# DIRECTIVE 1:
Set down the piracy article below word for word, starting at "At the meeting, the" and ending at "to the position.".

• • • •

Africa, Economy & Trade, Global, Global Geopolitics, Global Governance, Headlines, IPS UN: Inside the Glasshouse

Trying Pirates Often as Tricky as Catching Them

Aprille Muscara

UNITED NATIONS, Aug 25 2010 (IPS) - U.N. member states and regional organisations debated the question of how Somali pirates should be prosecuted in a Security Council meeting Wednesday, following a report submitted last month by Secretary-General Ban Ki-moon outlining seven possible legal options.

Ban’s 54-page report details the advantages and disadvantages of the options, which involve supporting existing domestic courts, creating a new chamber within national courts, or establishing entirely new tribunals either regional or international in character to try suspects charged with piracy.

At the meeting, the secretary-general also announced that he had created a new Special Advisor position on Legal Issues Related to Piracy off the Coast of Somalia. U.S. Ambassador Susan Rice welcomed Jack Lang, a former French special envoy to North Korea and international law professor, to the position.

Piracy has grown to be a serious menace, threatening the life and limb of seafarers, driving up costs in the global shipping industry and preventing the delivery of humanitarian aid. And the dangerous swashbuckling trend is spreading, speakers at the debate said, out of the notorious Gulf of Aden and into the Indian Ocean.

“The human cost of piracy off the coast of Somalia is incalculable, with killings and widespread hostage-taking of sailors whose daily jobs are already filled with risk,” Ban’s legal counsel Patricia O’Brien O’Brien said, adding, “The commercial cost is also very high.”

Over the last three years, states have dispatched military vessels to the area and coordinated and strengthened their communication and response. But the question of prosecution has remained outstanding, with suspects awaiting trial in countries all across the globe, including France, Germany, Kenya, Spain, the Seychelles and the U.S.


Commander James Kraska, professor of international law at the Naval War College, has written extensively on the issue of piracy.

• • • •

# DIRECTIVE 2:
From the listing below, select and copy every line that contains the string "green".

# SOURCE MATERIAL:
• • • •

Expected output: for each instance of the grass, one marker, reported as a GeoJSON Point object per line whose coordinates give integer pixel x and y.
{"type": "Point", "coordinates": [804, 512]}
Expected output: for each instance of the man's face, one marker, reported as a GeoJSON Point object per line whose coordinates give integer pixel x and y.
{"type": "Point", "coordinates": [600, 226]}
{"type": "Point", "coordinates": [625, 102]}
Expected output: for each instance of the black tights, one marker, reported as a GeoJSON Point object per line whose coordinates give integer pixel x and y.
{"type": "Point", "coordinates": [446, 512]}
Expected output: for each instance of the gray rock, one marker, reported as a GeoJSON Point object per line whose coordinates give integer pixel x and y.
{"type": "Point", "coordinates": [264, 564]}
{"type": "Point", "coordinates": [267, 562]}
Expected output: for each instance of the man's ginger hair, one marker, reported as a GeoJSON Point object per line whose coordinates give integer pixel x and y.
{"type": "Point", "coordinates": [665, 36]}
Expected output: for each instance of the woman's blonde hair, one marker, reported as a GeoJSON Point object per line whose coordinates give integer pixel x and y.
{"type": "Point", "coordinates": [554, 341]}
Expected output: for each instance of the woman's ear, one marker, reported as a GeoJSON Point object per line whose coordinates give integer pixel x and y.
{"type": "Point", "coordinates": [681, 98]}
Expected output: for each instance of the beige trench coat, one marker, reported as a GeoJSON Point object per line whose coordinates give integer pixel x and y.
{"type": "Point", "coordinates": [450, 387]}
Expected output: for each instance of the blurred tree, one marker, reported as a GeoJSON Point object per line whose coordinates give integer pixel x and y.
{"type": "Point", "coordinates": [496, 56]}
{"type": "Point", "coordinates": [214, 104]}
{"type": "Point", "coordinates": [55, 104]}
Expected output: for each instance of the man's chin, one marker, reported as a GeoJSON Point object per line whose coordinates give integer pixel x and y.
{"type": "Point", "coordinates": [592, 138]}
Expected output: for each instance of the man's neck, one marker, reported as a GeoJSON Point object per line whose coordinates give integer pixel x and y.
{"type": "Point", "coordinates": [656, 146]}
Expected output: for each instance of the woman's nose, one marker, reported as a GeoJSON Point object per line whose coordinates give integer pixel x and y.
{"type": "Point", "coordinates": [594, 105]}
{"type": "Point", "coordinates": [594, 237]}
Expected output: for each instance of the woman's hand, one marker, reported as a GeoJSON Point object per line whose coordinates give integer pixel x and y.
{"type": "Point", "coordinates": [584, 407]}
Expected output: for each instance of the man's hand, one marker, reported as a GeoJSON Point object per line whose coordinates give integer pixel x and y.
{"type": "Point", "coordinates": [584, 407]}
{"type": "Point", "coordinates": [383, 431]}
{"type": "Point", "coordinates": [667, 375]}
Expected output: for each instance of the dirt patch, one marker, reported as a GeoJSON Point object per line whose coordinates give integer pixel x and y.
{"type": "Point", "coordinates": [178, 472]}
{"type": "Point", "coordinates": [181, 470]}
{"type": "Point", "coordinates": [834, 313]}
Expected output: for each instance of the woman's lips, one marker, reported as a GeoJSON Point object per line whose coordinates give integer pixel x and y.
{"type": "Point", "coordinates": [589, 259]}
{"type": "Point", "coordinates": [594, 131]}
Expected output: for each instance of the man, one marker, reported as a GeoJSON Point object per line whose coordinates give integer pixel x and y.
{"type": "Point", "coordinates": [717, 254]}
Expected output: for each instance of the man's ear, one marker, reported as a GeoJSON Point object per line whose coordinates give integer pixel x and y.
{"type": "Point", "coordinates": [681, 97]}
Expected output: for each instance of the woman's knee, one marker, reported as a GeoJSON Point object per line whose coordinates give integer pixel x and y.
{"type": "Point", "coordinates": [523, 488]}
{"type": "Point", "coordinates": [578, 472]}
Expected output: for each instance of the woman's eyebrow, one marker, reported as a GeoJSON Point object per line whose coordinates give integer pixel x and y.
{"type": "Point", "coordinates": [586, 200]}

• • • •

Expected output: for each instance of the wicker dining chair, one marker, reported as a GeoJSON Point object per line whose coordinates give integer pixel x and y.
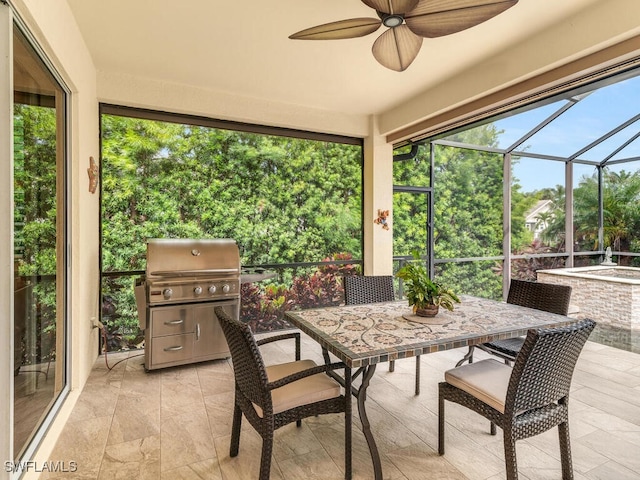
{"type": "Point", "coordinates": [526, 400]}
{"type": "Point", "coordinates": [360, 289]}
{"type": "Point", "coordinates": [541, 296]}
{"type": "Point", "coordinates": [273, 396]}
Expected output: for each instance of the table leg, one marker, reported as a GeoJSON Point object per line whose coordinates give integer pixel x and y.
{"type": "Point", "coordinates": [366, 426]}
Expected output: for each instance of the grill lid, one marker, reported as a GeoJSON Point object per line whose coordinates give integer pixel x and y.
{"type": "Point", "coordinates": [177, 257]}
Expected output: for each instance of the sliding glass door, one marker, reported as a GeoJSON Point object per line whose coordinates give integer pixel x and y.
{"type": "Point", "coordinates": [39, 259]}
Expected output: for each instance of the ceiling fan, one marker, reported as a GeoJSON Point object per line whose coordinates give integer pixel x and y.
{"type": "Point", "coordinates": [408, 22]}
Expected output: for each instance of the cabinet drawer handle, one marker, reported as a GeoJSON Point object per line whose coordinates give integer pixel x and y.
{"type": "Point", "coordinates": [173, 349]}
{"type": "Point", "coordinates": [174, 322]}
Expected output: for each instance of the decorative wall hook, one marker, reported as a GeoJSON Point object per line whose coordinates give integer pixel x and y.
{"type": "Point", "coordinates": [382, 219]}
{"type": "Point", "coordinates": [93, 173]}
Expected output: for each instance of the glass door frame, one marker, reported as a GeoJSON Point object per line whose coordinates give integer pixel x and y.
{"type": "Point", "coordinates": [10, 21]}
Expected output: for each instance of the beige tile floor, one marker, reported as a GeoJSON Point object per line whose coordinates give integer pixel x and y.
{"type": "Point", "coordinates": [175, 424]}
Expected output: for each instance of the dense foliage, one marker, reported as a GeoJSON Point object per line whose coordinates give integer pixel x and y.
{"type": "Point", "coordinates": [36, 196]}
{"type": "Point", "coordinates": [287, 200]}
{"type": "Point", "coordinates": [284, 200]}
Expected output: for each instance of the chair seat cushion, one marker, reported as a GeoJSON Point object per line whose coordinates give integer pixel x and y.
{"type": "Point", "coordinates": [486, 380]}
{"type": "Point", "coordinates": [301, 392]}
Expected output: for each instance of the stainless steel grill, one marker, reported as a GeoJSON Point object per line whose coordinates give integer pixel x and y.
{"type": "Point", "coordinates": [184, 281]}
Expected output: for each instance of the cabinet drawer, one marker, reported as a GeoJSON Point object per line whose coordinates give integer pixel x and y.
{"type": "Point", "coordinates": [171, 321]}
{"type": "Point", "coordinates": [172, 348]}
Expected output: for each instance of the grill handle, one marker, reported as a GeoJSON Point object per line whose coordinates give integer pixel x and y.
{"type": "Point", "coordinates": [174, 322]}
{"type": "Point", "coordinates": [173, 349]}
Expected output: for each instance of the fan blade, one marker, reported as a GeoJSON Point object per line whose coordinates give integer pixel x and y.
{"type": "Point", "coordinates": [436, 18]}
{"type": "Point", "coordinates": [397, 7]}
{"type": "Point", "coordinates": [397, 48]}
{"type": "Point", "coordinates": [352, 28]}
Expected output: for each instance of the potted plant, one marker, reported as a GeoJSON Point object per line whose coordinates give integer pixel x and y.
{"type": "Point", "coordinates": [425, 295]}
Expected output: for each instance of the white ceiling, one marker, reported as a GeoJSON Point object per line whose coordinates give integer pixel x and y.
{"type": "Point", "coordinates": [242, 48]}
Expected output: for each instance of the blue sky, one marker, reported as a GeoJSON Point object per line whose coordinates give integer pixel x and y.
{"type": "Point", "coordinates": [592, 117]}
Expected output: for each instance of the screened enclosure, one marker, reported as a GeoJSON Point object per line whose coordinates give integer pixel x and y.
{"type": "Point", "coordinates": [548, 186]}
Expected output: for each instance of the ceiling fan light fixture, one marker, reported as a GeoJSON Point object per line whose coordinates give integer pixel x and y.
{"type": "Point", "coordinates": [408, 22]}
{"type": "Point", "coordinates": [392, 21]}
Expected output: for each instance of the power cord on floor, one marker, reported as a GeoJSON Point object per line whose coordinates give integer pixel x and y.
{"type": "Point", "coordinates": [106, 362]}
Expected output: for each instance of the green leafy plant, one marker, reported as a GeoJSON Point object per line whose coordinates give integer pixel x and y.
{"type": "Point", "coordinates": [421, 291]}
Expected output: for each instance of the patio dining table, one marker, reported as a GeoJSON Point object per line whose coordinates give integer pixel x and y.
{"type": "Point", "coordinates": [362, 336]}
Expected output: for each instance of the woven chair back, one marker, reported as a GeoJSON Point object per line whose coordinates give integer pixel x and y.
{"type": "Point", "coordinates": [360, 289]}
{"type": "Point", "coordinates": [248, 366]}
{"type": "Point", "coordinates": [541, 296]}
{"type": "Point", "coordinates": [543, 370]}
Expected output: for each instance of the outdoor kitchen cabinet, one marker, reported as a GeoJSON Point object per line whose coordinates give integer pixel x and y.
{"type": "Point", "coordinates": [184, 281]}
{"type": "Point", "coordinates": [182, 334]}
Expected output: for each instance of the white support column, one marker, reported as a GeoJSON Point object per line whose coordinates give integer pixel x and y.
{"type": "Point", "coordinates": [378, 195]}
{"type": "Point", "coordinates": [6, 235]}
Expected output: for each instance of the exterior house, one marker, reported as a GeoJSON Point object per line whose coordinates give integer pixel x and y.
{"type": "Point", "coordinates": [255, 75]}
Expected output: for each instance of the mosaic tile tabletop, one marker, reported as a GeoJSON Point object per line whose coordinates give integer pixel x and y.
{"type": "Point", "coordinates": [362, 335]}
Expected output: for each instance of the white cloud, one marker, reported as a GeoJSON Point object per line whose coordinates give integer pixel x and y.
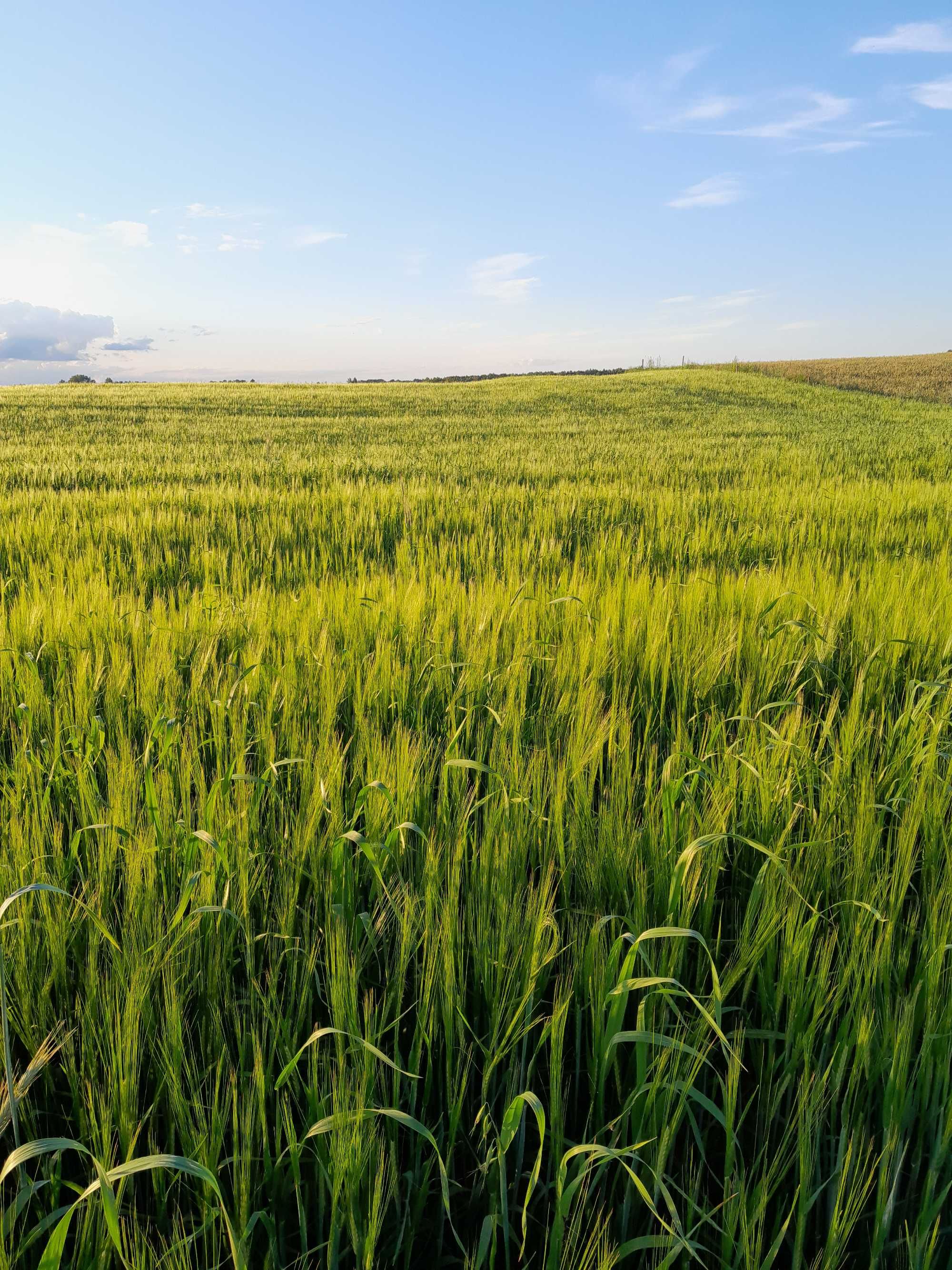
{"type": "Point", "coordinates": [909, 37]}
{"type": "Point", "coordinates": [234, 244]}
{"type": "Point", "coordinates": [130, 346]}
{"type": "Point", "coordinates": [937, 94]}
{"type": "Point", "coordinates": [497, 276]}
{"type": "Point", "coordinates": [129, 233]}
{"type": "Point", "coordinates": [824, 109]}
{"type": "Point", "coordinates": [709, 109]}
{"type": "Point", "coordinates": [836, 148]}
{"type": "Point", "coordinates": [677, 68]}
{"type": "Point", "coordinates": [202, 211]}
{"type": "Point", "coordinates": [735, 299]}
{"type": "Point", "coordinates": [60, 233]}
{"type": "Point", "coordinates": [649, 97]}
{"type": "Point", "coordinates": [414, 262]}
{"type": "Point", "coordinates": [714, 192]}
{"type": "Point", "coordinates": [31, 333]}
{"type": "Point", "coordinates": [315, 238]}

• • • •

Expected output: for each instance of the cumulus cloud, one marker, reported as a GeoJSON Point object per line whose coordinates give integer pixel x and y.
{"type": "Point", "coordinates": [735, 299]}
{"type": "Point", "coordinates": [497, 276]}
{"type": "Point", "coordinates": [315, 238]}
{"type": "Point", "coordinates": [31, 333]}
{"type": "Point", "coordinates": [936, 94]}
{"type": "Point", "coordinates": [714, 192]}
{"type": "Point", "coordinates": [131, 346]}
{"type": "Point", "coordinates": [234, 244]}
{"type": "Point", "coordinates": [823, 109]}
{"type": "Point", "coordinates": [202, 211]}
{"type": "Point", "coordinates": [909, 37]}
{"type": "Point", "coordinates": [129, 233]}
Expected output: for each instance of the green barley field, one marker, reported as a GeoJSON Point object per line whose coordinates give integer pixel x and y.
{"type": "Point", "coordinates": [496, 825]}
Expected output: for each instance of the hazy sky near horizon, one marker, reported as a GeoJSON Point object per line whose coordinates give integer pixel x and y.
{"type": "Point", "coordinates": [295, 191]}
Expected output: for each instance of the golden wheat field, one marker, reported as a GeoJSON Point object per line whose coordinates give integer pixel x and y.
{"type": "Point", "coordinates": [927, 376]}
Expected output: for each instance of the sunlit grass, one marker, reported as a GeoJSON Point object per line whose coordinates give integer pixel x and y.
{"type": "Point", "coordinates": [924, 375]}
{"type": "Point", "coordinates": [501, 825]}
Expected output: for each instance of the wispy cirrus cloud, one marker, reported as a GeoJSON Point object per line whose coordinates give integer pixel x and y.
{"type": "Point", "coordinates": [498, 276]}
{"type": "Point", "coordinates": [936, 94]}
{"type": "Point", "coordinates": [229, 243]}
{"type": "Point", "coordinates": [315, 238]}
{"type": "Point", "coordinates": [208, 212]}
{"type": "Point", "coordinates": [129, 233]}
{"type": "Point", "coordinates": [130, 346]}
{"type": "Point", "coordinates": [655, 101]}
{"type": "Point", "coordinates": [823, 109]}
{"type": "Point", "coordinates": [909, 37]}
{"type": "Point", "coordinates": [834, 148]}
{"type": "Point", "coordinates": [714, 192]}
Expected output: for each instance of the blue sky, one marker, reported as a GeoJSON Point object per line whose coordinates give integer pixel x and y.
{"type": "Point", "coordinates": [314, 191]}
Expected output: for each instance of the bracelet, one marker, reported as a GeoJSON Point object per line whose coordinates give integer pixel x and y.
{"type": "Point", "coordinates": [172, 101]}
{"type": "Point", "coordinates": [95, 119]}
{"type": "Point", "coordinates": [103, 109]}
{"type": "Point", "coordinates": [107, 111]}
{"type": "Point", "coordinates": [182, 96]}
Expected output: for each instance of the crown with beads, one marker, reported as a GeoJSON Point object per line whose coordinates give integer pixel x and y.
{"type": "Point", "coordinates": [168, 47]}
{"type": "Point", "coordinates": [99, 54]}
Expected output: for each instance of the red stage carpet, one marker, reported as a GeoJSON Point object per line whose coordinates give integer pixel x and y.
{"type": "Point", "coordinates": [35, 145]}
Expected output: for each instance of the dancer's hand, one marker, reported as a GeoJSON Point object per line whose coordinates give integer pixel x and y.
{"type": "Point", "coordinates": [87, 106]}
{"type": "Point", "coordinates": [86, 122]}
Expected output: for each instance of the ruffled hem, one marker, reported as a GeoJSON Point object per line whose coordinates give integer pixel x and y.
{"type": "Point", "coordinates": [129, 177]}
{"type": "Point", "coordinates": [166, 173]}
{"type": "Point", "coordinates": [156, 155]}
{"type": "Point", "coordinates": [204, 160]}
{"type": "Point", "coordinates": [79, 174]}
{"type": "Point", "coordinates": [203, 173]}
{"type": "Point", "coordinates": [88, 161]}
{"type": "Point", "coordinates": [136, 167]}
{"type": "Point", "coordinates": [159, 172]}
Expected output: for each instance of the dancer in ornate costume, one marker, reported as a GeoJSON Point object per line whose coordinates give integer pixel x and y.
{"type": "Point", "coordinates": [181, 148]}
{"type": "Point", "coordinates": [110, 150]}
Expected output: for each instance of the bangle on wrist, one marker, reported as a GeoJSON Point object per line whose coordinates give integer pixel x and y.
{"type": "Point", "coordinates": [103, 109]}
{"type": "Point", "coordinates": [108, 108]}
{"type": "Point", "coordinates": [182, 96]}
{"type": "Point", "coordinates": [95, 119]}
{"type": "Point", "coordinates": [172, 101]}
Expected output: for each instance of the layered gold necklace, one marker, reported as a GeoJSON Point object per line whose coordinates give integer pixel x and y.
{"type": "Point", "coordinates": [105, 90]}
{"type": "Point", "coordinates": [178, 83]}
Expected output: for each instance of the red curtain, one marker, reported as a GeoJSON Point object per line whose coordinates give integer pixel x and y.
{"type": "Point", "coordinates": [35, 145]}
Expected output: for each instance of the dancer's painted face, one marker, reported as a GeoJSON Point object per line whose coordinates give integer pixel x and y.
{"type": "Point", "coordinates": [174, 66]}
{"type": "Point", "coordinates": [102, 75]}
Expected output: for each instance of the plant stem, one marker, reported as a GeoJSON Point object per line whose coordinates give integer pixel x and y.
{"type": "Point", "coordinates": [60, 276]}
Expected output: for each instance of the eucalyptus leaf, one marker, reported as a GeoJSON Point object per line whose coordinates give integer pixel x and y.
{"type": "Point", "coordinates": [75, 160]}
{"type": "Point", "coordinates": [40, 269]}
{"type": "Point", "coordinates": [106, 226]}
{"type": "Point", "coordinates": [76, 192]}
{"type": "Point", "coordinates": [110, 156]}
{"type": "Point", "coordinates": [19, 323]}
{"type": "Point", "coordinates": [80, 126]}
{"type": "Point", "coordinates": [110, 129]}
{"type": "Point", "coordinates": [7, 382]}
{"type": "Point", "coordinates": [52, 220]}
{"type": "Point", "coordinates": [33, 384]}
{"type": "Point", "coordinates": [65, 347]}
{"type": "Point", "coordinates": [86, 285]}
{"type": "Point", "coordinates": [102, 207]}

• • • •

# EXERCISE RESULT 1:
At the meeting, the secretary-general also announced that he had created a new Special Advisor position on Legal Issues Related to Piracy off the Coast of Somalia. U.S. Ambassador Susan Rice welcomed Jack Lang, a former French special envoy to North Korea and international law professor, to the position.

# EXERCISE RESULT 2:
Expected output: for each instance of the green leafy plant, one marker, reported as a GeoJSON Point object per line whose coordinates give integer pixel x and y.
Expected output: for each instance of the green barley field, one marker, reported as a GeoJSON Point object per line whose coordinates give integer pixel x and y.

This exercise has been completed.